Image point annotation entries

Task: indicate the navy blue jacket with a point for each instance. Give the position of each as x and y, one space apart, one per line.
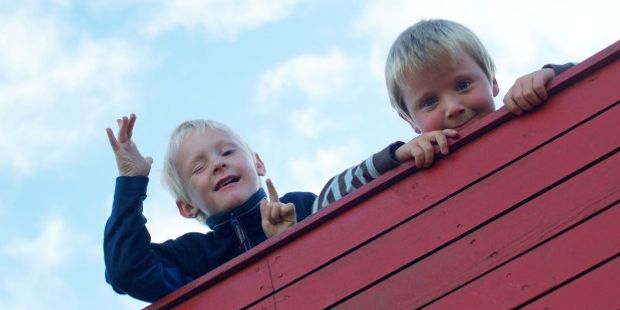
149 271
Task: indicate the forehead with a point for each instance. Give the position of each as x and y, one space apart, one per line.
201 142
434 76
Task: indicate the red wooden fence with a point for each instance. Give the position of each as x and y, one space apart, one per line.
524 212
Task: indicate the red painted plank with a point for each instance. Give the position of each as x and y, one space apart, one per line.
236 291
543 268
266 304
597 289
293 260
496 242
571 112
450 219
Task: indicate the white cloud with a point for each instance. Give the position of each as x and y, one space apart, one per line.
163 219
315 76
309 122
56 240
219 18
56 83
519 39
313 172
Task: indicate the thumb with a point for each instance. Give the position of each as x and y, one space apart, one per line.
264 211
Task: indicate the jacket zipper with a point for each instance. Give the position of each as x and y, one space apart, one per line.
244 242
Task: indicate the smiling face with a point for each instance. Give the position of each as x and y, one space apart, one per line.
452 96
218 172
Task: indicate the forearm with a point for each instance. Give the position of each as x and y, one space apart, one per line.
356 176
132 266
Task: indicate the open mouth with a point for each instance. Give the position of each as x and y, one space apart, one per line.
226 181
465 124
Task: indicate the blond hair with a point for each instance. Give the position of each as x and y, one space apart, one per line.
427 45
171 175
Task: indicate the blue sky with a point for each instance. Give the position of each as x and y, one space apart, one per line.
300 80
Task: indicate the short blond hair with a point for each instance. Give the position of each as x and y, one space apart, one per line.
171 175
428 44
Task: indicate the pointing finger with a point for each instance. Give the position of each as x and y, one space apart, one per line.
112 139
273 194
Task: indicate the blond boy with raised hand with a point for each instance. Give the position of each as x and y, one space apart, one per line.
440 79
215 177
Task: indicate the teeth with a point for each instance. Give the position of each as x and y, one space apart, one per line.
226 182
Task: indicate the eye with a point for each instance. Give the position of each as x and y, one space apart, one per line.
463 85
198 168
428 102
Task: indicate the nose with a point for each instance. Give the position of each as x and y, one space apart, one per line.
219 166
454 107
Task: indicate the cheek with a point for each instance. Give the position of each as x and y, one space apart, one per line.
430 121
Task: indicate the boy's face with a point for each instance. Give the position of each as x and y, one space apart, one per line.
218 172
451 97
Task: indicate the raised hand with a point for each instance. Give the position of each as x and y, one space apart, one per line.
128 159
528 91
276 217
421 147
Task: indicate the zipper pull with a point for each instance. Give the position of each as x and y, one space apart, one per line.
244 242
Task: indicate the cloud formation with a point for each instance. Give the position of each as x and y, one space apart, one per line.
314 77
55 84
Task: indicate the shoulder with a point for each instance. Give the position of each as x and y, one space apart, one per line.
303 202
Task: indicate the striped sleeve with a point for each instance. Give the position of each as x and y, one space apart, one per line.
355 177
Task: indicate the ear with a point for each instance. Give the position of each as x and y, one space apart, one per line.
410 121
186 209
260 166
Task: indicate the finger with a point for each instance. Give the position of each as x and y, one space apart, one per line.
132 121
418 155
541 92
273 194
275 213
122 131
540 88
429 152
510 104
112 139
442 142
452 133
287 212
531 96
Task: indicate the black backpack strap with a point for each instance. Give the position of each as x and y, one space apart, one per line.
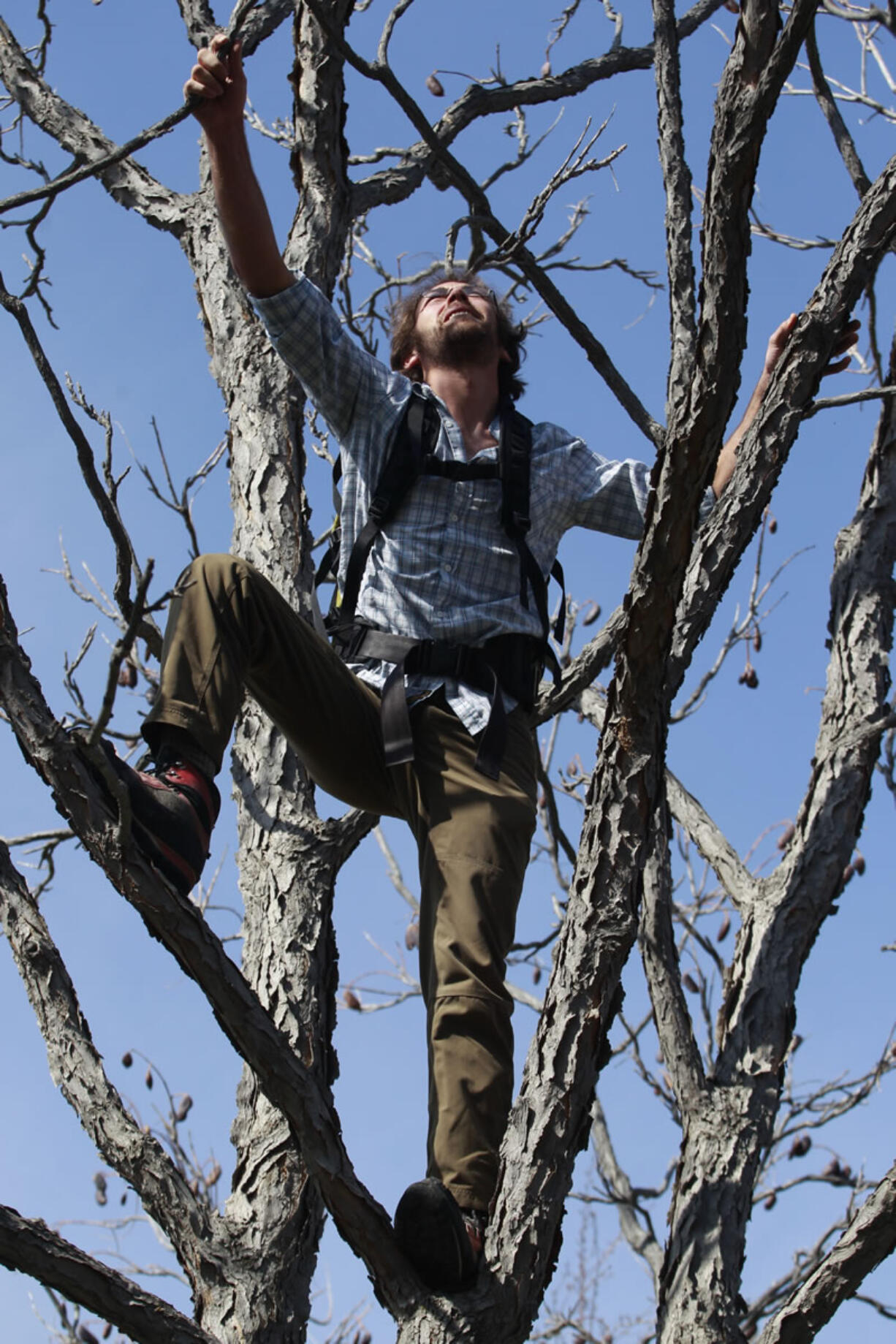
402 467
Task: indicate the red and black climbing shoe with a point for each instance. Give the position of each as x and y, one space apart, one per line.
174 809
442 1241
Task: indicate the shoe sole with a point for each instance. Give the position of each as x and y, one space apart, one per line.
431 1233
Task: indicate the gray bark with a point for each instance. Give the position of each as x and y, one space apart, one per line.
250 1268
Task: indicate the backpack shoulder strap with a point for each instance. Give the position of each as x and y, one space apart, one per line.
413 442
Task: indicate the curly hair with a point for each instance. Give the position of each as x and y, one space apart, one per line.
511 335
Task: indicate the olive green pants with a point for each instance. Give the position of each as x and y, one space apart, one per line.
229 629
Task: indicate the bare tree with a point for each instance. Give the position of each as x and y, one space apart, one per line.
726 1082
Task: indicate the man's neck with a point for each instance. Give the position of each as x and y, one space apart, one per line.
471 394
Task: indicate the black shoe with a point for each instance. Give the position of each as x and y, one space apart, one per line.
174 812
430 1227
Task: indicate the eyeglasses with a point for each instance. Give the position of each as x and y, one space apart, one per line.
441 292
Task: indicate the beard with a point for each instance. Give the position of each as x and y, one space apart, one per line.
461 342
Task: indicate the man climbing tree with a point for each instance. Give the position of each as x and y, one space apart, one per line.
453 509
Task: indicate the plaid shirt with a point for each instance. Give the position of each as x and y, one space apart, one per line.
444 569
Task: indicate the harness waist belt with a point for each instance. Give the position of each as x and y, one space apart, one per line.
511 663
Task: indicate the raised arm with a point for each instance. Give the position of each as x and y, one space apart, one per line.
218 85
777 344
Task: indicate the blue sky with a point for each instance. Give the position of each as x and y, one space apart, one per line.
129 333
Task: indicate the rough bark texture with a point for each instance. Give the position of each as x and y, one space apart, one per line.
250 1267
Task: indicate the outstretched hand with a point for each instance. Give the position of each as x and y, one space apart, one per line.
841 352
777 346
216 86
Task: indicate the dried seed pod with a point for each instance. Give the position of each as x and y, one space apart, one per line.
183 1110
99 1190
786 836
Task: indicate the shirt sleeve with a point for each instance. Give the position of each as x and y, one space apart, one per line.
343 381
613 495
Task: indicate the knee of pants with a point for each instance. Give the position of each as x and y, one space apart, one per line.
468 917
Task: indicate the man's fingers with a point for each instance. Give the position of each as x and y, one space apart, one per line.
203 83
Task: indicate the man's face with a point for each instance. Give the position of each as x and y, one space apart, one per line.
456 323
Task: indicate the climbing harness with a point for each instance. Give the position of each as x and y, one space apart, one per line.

■ TASK REQUIREMENTS ■
Swap "indicate" for "mark" in every one of the records above, change nothing else, and leave the pictures out of your answer.

■ SOLUTION FOR THIS EXERCISE ■
Task: mark the navy blue jacket with a point for each instance. Give the position of each as x and y, one space apart, one per line.
149 271
Task: mark the forehead with a point for each instance. Give the position of each as x and y, one space apart, one per line.
201 142
434 76
Task: mark the red wooden fence with a point for each instance. Give the position of each as x and y, one space apart, one per line.
524 212
Task: mark the red painted plank with a point for each instance. Give the position of each as x and y, one space apart, one per line.
236 291
543 268
266 304
597 289
293 260
496 242
571 112
450 219
Task: mark the white cloud with a point for each instance. Give the position of each as x and y, one space apart, one per line.
163 219
315 76
309 122
56 240
219 18
56 83
519 39
313 172
Task: mark the thumb with a point for each instance. Give the position of each as x and y, one space apart, one per line.
264 211
Task: mark the jacket zipper with a point for each instance. Give the position of each as x and y, one space apart, one per line.
244 242
Task: mark the smiling face with a point for each instance. Give the position of each as x and y, one space apart, one per line.
452 96
218 172
Task: mark the forearm with a point for each instance. Give the position of each as x and y, one space apart, one per line.
356 176
132 266
Task: mark the open mouth with a point for each instance. Give the position of each as x and y, one space apart, one per line.
226 181
465 124
Task: mark the blond hair with a point for each instance. Give the position of each as x and y, one space apart, one per line.
427 45
171 175
Task: mark the blue sky with a point for each instance. Give the position of each as x and y, one space apart, one per line.
300 80
Task: mark the short blond hair with a point for each instance. Give the position of each as x and y, one space apart, one per line.
171 175
428 44
Task: mark the pointing finger with a point for each instance. Give the position of each as x and y, one space apart, one per line.
112 139
273 194
Task: mark the blond boy with raised hand with a point for each instance. Give the position of each as x and y, one space apart, one per line.
440 79
215 177
Task: mark the teeth with a point for each instance. Give the position of each as x and y, one space apart, one per line.
226 182
Task: mark the eye with a point for each instance. Give the position of each as x and y, one space apart, one per line.
463 85
198 168
428 102
Task: mark the nose with a point for each instance. Give the position of each as x and y, one space apart, one per line.
219 166
454 107
Task: mark the cheek with a point for each instance. Give the position of each as x and y, one space apart, one per line.
430 121
Task: mark the boy's face with a point for each instance. Give the position of each as x and y, one space apart, one per line.
218 172
451 97
Task: mark the raised hand with a point for each instance. Give the position of each as x and y, one space apart, one per line.
128 159
528 91
276 217
421 147
Task: mark the zipper pull with a point for each instance. Give the position of each as x and y, one space apart, one per line.
244 242
Task: mark the cloud formation with a point for each instance. Give the position of each as x and y, one space apart, one per line.
314 77
55 84
Task: mark the shoulder with a point for each instance. Give the position of each as x and y, one space apart, one per line.
303 202
Task: mark the striped sleeve with a point for each instance. Give the position of each as x and y, one space apart, one per line.
355 177
Task: mark the ear with a point for each instance. Give the position of each as x and y, one space apart, one per line.
410 121
186 209
260 166
Task: mark the finger with a point for each instance. Give the position of each as x and y, one space apart, one per line.
132 121
418 155
541 92
273 194
275 213
122 131
540 88
429 152
510 104
112 139
442 142
452 133
287 212
531 96
Task: mark the black backpack strap with a point for each instance. Give the position of each as x and y, one space apart, one per line.
402 467
Task: mark the red and black climbing shoe with a point for each instance. Give the position of each as x and y, one space apart, one per line.
174 809
442 1241
Task: mark the shoe sole with a point for each instance. Give the position of each as x and y, one space apart, one per line.
431 1233
Task: mark the gray bark with a point for each instance. Give the position of each as x and y, one space apart, one per line.
250 1268
Task: mark the backpack shoulder strap with a point for each instance. Give the position of each as x and y, one space apart, one per line.
413 442
Task: mark the curly hair with a point for each instance. Give the position of each as x and y, one space apart, one per line.
511 335
Task: mark the olive green pants with a point for each instance. Give the position of each as x and y, one space apart, one per line.
229 629
Task: mark the bare tree with a point for each instance. Give the position of each as x and y, one space apart, one per line.
726 1082
Task: mark the man's neck with a point for each instance. Give the position of each as x and y, one space apart, one per line.
471 394
Task: mark the black shoe with a point for each instance. Give the position of each as x and y, one space apart, one per line.
174 812
430 1227
Task: mark the eyeglasses with a point for each instance. Give the position of each as x and y, one space apart, one per line.
441 292
Task: mark the beard with a point for each instance. Give the position of each as x and y, one space apart, one per line.
461 342
Task: mark the man climbing tree with a point for each instance. Give the position of each as x and y, one space apart, one per line.
453 509
Task: mark the plaid shirt with a point for each instance. Give the position of each as x and y, one space apart, one per line.
444 569
Task: mark the harness waist belt with a point for each instance. Give the position of each as x and y, one space apart, one per line.
511 663
Task: mark the raised arm with a point for each instance. Give the position of each as x and y, one space apart, one per line.
218 85
777 344
Task: mark the blue sky with a point for each instance. Give the position of each as x and y, one space apart, one per line.
129 333
Task: mark the rough bark texture with a point for each instance. Give the position of each as x and y, one space apart, one per line.
250 1267
Task: mark the outstretched hand with a point for each instance. Give the position of each as x and y, one space apart, one per line.
841 352
777 346
216 86
Task: mark the dried seed pod with a point for each instance. Give the position of each as x and y, one space apart, one per line.
183 1110
99 1190
786 836
Task: mark the shirt sleeve with a point for each instance. Give the position of each as x and y, one space apart, one per line.
343 381
613 495
Task: mark the knee of pants with a point for each instance. Give the position of each as x and y, one space apart, one per line.
468 917
Task: mark the man's fingers with a point for each instance. Give the position of each as x and y, one space apart, one per line.
203 83
Task: mark the man's face with a point for each instance. Give the position of each as x and y, one space apart, one per line.
456 323
Task: mark the climbing harness with a point for each instance. Give the position of each as x and y, one space apart, one per line.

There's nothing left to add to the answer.